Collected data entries
*** Begin section ***

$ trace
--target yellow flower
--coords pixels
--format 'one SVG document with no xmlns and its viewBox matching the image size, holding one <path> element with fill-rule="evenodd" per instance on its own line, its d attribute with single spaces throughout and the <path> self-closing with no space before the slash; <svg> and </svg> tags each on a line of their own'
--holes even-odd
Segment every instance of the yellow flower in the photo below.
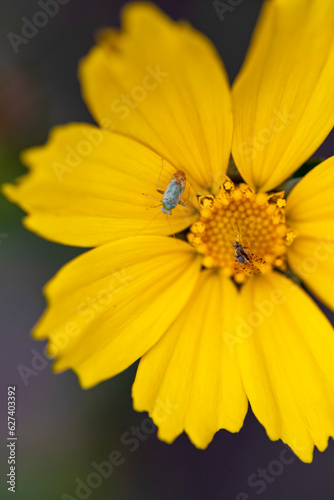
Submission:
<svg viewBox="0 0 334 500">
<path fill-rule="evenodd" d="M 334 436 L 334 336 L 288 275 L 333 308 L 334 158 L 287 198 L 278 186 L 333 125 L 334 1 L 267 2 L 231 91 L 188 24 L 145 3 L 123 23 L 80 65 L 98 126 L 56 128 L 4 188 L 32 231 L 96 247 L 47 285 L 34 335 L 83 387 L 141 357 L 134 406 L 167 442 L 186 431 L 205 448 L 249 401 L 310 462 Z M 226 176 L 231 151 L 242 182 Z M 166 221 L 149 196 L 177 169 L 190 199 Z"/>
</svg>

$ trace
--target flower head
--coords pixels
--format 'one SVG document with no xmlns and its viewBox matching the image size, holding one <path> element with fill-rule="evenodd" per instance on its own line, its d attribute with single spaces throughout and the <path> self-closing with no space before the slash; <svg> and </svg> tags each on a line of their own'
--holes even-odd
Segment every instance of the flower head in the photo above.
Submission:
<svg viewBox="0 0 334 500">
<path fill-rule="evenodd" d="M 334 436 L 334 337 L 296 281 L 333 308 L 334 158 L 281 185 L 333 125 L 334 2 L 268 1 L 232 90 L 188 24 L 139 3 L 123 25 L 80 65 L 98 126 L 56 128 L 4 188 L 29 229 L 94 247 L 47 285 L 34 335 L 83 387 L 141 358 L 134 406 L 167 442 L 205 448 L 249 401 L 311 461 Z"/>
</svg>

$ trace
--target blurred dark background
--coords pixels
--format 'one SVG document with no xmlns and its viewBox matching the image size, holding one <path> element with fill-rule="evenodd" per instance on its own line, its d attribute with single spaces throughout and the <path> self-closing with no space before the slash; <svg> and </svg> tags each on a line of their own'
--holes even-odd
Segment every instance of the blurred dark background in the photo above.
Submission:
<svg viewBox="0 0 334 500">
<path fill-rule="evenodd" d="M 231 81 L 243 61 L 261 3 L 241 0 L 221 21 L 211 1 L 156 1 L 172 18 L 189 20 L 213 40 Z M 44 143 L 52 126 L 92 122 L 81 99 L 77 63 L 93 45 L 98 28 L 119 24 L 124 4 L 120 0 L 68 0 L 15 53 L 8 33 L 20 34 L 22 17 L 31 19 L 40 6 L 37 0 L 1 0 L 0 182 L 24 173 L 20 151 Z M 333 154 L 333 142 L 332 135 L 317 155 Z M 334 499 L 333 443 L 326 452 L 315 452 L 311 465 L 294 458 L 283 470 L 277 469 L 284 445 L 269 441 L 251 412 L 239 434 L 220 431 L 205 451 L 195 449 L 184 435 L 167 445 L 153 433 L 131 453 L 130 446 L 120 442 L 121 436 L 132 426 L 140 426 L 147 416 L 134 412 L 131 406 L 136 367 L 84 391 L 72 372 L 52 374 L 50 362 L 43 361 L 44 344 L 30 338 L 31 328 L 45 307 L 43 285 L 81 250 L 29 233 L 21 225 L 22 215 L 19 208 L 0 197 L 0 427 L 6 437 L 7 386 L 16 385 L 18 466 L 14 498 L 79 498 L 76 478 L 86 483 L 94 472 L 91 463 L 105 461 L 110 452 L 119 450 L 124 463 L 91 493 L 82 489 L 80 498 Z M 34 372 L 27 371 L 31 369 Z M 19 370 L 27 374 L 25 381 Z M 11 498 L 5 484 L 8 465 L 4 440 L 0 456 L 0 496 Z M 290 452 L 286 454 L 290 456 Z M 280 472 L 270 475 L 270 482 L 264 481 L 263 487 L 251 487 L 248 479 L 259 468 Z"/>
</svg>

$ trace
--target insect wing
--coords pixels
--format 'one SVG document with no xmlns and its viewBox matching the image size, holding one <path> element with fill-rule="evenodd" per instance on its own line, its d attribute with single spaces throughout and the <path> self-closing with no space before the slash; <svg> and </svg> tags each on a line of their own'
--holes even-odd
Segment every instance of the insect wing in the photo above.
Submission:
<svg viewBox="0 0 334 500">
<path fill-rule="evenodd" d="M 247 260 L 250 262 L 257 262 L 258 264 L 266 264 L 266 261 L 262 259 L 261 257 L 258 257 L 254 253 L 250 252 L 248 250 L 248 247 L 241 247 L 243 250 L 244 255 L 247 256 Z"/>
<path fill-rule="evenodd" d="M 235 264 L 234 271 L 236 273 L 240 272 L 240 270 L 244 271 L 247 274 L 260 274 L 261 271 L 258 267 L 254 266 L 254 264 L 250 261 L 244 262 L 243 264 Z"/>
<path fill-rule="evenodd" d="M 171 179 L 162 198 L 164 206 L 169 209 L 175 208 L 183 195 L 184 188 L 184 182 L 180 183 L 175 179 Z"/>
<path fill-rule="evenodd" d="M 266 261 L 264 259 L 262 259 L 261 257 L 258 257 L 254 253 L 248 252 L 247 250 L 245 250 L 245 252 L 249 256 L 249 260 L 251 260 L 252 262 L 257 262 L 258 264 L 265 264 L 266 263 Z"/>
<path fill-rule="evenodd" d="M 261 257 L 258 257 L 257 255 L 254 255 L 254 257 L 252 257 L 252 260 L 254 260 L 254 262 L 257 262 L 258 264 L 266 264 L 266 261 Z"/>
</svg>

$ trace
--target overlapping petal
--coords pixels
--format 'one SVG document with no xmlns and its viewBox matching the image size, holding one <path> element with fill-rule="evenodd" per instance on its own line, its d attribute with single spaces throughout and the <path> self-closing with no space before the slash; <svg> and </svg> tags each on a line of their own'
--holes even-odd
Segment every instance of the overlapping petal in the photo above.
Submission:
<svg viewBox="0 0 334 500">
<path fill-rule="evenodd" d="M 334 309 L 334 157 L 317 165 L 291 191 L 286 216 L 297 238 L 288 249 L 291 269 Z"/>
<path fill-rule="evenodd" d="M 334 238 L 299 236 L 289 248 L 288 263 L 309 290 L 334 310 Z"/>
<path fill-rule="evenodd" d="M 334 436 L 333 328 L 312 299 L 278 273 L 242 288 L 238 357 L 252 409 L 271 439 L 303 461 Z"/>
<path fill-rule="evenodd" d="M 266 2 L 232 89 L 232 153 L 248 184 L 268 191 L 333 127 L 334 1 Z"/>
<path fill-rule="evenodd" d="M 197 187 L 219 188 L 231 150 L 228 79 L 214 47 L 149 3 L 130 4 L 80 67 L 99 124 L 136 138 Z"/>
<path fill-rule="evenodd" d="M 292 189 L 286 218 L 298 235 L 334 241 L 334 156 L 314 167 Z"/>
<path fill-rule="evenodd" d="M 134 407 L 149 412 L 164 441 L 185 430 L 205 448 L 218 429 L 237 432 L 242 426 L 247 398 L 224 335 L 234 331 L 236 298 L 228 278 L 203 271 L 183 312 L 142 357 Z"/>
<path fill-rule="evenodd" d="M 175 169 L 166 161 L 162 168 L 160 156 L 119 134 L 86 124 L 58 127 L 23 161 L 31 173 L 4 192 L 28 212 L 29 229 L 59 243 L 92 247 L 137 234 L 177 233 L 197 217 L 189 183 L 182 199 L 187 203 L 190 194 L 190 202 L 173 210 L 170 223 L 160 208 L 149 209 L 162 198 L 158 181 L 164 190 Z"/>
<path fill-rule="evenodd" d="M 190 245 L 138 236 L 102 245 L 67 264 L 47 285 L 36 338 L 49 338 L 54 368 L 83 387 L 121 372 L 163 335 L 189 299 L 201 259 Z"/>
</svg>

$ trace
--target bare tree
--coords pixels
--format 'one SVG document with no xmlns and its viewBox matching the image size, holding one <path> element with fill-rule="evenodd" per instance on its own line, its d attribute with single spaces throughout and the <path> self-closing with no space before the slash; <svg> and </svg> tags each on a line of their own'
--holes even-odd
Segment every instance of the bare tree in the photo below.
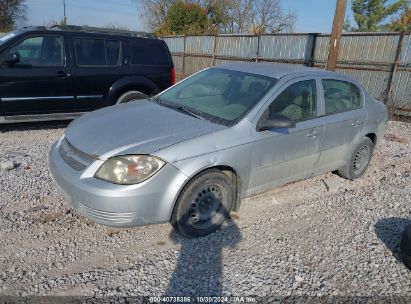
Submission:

*** End section ***

Each line above with the string "yellow" should be reported in full.

*RESPONSE AREA*:
--target yellow flower
Segment every instance of the yellow flower in the photo below.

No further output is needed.